● SUPPLIED DATA:
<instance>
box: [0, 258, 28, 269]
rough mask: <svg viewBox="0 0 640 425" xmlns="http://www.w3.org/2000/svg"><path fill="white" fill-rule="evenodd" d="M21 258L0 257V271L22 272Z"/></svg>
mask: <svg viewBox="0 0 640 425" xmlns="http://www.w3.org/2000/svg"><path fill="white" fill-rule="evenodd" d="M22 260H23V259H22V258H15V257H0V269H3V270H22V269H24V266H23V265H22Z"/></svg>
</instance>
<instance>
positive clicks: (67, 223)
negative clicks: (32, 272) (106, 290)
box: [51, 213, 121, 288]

● WORK ITEM: The answer should contain every line of the data, unchanged.

● RESULT OF THE TASK:
<instance>
box: [0, 258, 28, 269]
rough mask: <svg viewBox="0 0 640 425" xmlns="http://www.w3.org/2000/svg"><path fill="white" fill-rule="evenodd" d="M21 258L0 257V271L22 272Z"/></svg>
mask: <svg viewBox="0 0 640 425" xmlns="http://www.w3.org/2000/svg"><path fill="white" fill-rule="evenodd" d="M22 260H23V259H22V258H15V257H0V269H3V270H22V269H24V266H23V265H22Z"/></svg>
</instance>
<instance>
positive clicks: (67, 223)
negative clicks: (32, 272) (106, 290)
box: [51, 213, 121, 288]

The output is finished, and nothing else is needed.